*Travail demandé*:
Extrayez les lignes depuis celle qui contient « One dot per instance of the bridge pier » jusqu'à la dernière ligne, ces deux bornes incluses, et recopiez-les à l'identique.

*Entrées*:
============================================================

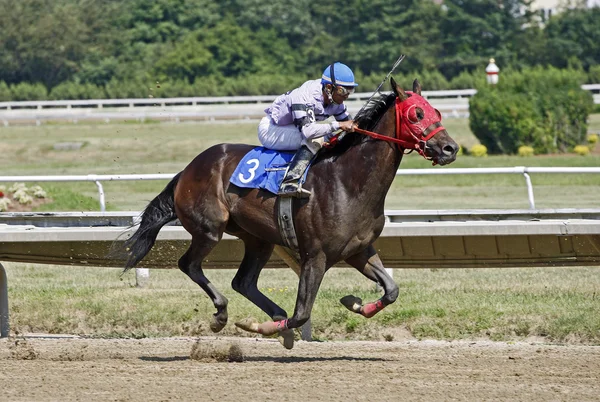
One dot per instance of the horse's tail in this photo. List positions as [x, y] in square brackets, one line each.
[159, 212]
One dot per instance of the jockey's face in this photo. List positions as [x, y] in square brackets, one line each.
[339, 93]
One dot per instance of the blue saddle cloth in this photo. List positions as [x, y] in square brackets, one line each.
[261, 168]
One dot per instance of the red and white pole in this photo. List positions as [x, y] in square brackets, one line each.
[492, 71]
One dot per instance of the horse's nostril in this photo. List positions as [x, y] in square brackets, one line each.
[450, 149]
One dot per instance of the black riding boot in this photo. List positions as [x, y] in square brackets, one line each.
[290, 186]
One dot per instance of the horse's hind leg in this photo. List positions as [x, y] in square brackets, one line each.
[369, 264]
[191, 264]
[245, 282]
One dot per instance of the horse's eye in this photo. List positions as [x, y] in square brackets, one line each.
[415, 114]
[420, 114]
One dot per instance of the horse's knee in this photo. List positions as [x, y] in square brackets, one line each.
[391, 295]
[183, 264]
[297, 322]
[241, 285]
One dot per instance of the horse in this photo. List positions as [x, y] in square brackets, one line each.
[339, 222]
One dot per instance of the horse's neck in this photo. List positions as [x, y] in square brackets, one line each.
[373, 164]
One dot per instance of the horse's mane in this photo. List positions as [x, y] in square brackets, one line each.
[366, 119]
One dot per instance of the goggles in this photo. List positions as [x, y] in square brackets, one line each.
[344, 91]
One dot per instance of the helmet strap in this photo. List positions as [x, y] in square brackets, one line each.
[333, 84]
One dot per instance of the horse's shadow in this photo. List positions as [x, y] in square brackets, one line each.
[272, 359]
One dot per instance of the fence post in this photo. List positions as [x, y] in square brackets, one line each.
[142, 276]
[101, 196]
[529, 190]
[4, 323]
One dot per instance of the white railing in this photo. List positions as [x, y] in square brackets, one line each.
[222, 100]
[194, 101]
[523, 170]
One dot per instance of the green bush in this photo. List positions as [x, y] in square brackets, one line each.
[581, 150]
[525, 150]
[25, 91]
[478, 150]
[542, 108]
[71, 90]
[5, 94]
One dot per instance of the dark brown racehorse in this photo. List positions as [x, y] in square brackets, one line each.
[339, 222]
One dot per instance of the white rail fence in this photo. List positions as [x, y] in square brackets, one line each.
[452, 103]
[521, 170]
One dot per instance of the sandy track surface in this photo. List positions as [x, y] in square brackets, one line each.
[72, 369]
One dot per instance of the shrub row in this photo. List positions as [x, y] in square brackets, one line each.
[545, 109]
[243, 85]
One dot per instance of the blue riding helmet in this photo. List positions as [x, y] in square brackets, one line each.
[342, 74]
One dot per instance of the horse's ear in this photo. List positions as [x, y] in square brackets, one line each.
[416, 87]
[398, 90]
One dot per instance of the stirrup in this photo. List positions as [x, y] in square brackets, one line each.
[293, 190]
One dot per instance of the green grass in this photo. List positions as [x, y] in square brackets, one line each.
[559, 305]
[556, 304]
[168, 148]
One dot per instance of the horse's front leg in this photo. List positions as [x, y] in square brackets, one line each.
[369, 264]
[311, 275]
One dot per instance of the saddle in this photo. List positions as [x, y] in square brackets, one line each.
[265, 169]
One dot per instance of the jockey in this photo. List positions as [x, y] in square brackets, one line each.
[291, 123]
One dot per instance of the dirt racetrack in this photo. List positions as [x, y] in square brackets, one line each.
[73, 369]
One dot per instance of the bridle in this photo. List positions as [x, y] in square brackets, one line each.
[411, 133]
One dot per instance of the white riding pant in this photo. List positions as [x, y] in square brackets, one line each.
[285, 138]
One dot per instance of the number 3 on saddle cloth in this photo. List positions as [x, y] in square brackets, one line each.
[263, 168]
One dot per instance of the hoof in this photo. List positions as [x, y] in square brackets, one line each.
[248, 324]
[217, 325]
[352, 303]
[286, 338]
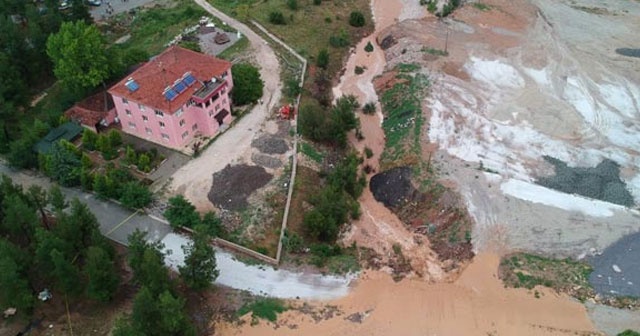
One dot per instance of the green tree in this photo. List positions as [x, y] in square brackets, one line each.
[57, 199]
[213, 225]
[160, 315]
[322, 61]
[38, 199]
[181, 212]
[46, 242]
[144, 163]
[199, 269]
[135, 195]
[63, 164]
[105, 147]
[130, 156]
[356, 19]
[115, 138]
[80, 12]
[248, 85]
[102, 275]
[15, 286]
[19, 220]
[368, 47]
[65, 274]
[78, 54]
[89, 139]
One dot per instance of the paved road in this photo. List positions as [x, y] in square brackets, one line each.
[117, 223]
[617, 270]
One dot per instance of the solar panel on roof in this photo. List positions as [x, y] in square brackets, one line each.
[170, 94]
[189, 79]
[132, 85]
[179, 86]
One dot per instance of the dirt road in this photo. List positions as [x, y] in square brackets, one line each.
[234, 146]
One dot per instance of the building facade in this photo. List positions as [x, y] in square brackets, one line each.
[176, 96]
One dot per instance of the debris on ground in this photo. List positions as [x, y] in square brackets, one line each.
[601, 182]
[270, 145]
[233, 185]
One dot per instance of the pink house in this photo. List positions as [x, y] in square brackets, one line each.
[178, 95]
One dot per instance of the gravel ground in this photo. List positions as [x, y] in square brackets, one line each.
[267, 161]
[617, 270]
[392, 187]
[232, 185]
[270, 145]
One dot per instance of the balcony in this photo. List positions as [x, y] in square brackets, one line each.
[204, 93]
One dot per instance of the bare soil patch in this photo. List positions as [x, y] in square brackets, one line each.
[233, 185]
[270, 144]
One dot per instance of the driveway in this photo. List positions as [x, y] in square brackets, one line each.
[195, 178]
[117, 223]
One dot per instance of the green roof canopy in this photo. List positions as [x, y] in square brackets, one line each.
[68, 131]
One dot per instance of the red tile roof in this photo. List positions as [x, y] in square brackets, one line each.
[163, 71]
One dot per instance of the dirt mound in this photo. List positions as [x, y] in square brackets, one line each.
[601, 182]
[270, 145]
[232, 185]
[392, 187]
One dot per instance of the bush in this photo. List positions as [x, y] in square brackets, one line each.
[89, 139]
[323, 59]
[144, 163]
[135, 195]
[341, 40]
[248, 85]
[181, 213]
[356, 19]
[277, 18]
[368, 47]
[369, 108]
[368, 152]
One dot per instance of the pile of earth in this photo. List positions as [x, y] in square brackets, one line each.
[616, 272]
[270, 145]
[392, 187]
[601, 182]
[233, 185]
[436, 212]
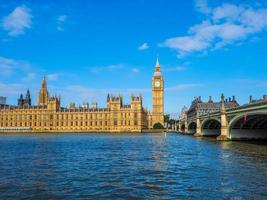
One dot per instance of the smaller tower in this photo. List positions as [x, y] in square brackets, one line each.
[43, 94]
[20, 101]
[28, 101]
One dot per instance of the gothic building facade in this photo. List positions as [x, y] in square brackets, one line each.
[49, 116]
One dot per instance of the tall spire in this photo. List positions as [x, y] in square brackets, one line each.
[157, 62]
[44, 82]
[157, 68]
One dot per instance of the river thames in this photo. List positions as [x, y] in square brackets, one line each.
[127, 166]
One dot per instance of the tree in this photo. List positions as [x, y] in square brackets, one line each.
[158, 126]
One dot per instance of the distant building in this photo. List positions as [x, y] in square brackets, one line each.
[2, 100]
[49, 116]
[27, 102]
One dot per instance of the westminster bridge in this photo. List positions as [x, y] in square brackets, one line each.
[248, 121]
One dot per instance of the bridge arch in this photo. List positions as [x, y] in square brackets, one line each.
[211, 127]
[252, 125]
[192, 127]
[183, 127]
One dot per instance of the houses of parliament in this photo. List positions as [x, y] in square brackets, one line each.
[49, 116]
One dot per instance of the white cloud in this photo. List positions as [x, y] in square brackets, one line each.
[144, 46]
[108, 68]
[224, 25]
[60, 22]
[17, 21]
[202, 6]
[182, 87]
[52, 77]
[174, 69]
[29, 77]
[135, 70]
[11, 89]
[9, 66]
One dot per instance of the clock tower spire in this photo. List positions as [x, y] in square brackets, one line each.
[157, 95]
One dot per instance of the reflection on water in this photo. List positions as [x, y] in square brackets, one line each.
[149, 166]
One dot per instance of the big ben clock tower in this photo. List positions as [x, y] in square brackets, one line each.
[157, 96]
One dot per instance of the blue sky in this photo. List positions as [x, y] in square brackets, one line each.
[89, 48]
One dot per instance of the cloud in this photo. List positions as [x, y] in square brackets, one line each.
[9, 66]
[11, 89]
[174, 69]
[135, 70]
[202, 6]
[144, 46]
[52, 77]
[60, 22]
[17, 21]
[108, 68]
[29, 77]
[224, 25]
[182, 87]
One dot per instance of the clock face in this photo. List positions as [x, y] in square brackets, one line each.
[157, 83]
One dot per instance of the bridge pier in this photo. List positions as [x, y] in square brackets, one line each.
[198, 128]
[224, 124]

============================================================

*Solution du problème*:
One dot per instance of the bridge pier in this photo. List positions as [x, y] in square brackets, one line each.
[198, 128]
[224, 124]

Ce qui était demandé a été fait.